_Extract_.
┄┄┄┄┄┄

Gambino enforcer Christopher Colon took along infant son in beatdown
It was bring your baby to work day — Mafia-style.
Mob enforcer Christopher Colon took his 2-month-old son along when he went to collect a debt, a federal prosecutor said Monday.
The Gambino family goon used a bat to threaten both the debtor and a neighbor who had tried to intervene, prosecutor Elie Honig said. Then he hit the neighbor with his car, breaking the man’s ankle and clavicle.
“The fact that he had his son in the car at the time speaks to an alarming lack of control,” Honig said of Colon.
Honig rolled out that mobster/son bonding tale shortly before a Manhattan federal judge sentenced Colon to eight years in prison for assault and other charges.
Colon told the judge that holding his son in his arms for the first time after he was born on Sept. 7, 2010, was a turning point in his life.
Tall and skinny and not especially menacing-looking in his prison scrubs, Colon admitted he “made bad decisions” in his life.
Colon also told the judge that his dad, Lee Colon, a retired Transit Authority cop, has terminal cancer.
“I pray that when I come home he is still alive,” Colon said as his dad looked on.

┄┄┄┄┄┄

_Things to do_.
(1) Answer these questions using the article about the Gambino enforcer's sentencing:
(a) How old was Colon's son when Colon took him along to collect a debt?
(b) How long a prison term did the Manhattan federal judge give Colon?
(c) What job did Colon's father retire from?
(2) Carry on the article about the Gambino enforcer's sentencing, starting after its last sentence.

Source records
┄┄┄┄┄┄

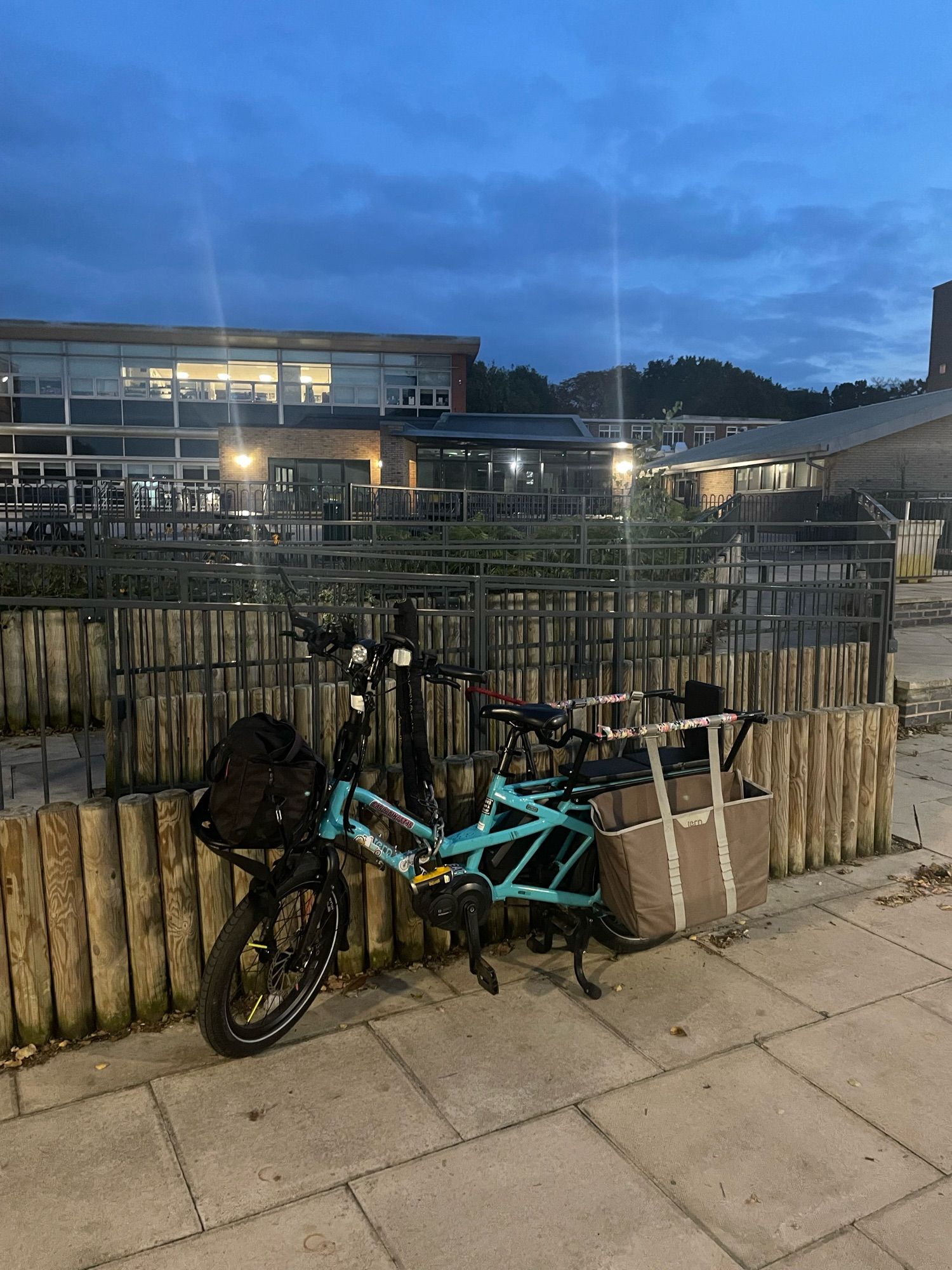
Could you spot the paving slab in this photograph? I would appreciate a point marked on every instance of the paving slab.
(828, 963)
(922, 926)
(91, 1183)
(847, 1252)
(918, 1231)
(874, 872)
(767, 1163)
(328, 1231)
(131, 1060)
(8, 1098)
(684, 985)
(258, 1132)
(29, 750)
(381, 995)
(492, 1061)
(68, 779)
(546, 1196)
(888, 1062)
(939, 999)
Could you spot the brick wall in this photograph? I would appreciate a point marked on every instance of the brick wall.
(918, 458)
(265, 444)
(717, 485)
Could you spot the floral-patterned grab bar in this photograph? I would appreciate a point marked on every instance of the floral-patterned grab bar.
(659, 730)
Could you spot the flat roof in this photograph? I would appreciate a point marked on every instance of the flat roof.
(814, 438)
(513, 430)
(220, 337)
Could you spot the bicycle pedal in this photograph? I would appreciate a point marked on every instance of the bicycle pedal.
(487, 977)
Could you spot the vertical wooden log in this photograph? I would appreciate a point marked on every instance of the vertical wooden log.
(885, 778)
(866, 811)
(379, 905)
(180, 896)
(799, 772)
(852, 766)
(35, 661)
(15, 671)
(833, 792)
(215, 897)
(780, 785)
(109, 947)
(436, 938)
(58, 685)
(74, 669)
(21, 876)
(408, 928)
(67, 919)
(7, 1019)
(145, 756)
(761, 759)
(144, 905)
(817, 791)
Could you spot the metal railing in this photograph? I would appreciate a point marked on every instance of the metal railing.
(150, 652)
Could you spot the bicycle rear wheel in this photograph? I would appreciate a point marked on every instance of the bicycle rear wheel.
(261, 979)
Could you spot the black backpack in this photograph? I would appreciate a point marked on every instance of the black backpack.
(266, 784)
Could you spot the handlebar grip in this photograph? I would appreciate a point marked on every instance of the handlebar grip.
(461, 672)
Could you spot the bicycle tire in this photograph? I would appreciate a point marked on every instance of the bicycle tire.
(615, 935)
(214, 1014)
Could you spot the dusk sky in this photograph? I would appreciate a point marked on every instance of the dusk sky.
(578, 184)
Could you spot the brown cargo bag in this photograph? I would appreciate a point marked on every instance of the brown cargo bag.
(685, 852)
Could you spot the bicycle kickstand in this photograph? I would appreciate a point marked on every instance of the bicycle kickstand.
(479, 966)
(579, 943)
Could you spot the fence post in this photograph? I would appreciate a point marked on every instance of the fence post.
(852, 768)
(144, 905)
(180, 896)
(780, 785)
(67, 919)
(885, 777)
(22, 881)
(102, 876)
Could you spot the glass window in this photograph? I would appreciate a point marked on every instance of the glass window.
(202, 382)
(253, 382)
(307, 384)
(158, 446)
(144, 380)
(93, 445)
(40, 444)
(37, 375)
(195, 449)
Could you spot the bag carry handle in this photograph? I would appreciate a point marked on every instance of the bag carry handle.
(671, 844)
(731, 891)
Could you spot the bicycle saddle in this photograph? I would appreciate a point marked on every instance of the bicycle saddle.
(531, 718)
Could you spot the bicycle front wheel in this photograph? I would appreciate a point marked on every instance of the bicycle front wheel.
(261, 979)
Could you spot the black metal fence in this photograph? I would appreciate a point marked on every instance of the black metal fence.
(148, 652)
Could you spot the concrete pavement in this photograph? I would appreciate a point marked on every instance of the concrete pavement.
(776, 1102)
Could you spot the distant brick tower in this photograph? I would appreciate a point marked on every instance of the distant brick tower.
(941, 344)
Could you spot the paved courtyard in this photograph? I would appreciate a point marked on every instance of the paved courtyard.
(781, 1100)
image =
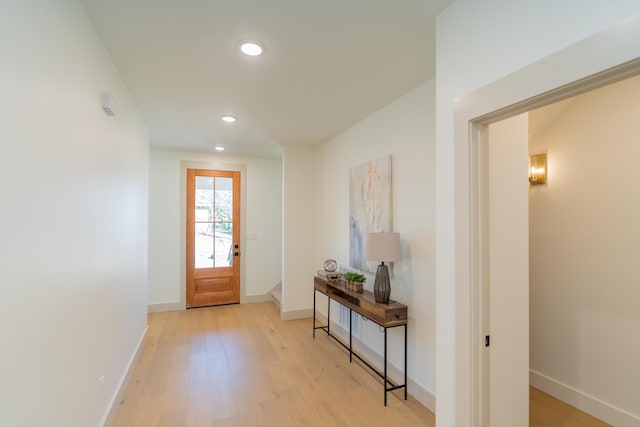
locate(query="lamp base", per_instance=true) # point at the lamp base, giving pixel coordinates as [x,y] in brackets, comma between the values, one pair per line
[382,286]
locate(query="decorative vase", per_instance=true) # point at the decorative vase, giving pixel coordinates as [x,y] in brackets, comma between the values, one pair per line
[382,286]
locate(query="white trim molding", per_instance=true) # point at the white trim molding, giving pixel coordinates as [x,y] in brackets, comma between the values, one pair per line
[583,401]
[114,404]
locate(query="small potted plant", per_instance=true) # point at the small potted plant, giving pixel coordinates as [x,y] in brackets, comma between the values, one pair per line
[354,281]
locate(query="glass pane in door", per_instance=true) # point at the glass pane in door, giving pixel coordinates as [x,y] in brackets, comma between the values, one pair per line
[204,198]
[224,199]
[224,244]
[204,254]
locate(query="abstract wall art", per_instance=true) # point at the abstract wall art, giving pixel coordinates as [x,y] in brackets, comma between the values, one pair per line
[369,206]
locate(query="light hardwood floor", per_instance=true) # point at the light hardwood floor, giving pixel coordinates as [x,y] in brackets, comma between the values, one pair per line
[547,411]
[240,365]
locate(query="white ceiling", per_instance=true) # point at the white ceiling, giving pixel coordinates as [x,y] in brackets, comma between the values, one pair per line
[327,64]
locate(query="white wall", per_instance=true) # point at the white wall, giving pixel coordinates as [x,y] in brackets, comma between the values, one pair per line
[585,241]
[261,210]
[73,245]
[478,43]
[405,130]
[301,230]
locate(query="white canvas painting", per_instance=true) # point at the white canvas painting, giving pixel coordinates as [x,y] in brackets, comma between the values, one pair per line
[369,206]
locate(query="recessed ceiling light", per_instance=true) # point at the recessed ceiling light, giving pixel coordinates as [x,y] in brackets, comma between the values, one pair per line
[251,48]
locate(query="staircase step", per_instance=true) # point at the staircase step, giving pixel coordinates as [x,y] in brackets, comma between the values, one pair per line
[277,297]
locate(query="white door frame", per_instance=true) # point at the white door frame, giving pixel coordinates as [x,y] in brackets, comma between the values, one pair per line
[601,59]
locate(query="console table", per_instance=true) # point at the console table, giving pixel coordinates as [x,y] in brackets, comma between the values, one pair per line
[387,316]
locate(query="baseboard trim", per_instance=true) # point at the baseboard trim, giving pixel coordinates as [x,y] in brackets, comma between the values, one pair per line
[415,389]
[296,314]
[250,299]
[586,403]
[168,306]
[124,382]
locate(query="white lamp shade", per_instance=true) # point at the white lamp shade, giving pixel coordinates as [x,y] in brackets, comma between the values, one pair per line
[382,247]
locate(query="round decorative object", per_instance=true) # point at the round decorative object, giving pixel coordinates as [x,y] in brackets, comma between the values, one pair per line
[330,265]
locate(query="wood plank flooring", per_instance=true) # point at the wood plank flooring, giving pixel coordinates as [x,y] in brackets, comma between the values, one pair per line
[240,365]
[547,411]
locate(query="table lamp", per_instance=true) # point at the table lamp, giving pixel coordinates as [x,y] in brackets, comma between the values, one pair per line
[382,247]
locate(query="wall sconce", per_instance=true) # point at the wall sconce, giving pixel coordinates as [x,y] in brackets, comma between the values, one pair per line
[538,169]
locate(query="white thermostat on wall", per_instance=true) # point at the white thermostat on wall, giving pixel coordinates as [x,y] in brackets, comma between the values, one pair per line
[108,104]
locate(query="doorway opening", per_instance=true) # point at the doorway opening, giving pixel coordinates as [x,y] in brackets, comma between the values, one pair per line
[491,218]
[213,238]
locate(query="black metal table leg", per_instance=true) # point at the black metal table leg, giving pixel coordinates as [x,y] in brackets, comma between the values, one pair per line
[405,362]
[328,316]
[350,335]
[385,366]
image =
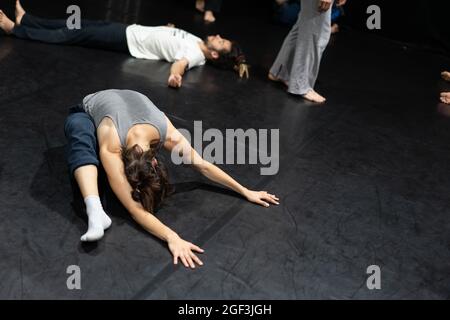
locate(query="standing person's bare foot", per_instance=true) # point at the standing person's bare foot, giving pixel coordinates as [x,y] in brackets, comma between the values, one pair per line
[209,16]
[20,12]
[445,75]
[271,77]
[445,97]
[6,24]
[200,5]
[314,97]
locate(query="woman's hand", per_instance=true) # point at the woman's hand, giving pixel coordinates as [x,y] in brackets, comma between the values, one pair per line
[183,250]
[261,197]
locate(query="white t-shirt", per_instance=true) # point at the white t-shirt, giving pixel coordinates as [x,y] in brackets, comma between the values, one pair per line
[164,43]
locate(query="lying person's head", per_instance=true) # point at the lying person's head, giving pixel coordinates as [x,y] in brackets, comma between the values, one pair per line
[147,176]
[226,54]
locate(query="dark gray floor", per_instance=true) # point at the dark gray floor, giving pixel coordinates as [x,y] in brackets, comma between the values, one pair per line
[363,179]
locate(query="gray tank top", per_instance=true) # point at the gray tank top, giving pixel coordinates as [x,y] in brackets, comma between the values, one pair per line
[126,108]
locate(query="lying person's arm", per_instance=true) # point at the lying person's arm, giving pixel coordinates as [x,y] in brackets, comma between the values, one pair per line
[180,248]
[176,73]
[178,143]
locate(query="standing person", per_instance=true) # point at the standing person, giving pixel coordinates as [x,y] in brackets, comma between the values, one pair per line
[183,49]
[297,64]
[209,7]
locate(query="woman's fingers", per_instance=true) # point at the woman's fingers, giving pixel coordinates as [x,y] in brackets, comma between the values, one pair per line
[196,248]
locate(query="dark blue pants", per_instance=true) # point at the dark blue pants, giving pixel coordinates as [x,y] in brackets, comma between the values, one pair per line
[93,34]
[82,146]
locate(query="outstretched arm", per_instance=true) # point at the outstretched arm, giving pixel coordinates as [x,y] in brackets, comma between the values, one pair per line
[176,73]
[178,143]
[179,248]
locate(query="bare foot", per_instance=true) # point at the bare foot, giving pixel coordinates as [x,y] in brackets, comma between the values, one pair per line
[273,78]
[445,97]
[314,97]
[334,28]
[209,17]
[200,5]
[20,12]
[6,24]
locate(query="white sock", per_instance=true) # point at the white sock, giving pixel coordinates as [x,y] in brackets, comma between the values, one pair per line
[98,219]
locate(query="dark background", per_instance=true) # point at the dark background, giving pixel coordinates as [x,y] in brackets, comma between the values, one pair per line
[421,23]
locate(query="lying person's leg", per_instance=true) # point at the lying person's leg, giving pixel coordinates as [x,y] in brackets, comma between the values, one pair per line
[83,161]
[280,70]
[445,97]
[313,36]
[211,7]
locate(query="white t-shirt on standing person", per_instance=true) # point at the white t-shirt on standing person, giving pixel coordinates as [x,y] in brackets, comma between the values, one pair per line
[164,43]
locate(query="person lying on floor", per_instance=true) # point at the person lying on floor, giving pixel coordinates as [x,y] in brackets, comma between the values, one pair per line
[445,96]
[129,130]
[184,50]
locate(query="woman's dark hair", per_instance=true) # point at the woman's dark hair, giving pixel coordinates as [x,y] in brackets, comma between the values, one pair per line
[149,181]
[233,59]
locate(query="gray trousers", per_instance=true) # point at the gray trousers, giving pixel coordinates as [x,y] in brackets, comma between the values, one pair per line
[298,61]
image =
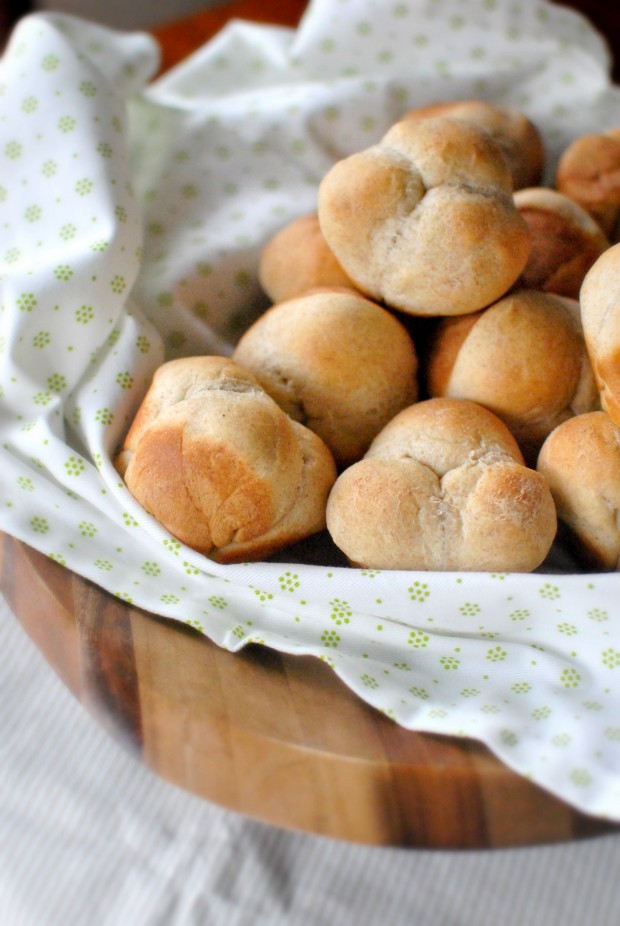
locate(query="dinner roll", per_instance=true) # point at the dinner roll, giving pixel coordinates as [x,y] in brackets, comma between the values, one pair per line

┄┄┄┄┄┄

_Task-by-task results_.
(1)
(a) 2 months old
(b) Eight years
(c) Transit Authority cop

(2)
Colon finished with a plea for leniency. “I won’t let you down,” he told the judge.
Judge Richard Berman was unmoved and gave Colon the max to “protect the public from the future crimes of Mr. Colon.”
Colon, a 38-year-old Gambino mob associate from Ozone Park, pleaded guilty in February to racketeering conspiracy, distribution of ecstasy, operation of illegal gambling business, extortion and three assaults in connection with racketeering activity.
Prosecutors say Colon ran with the crew of Gambino capo Alphonse Trucchio, who has also pleaded guilty to racketeering and extortion and awaits sentencing.
They described Colon as the “very definition of a Mafia enforcer.” They said they have recordings of Gambino wiseguys saying that Colon would have been a made man had he been born with an Italian name.
Colon and Trucchio were among 20 suspects busted last November in what prosecutors said was a scheme by the Mafia and the Russian mob to import women from Eastern Europe to work as strippers at two clubs in Queens.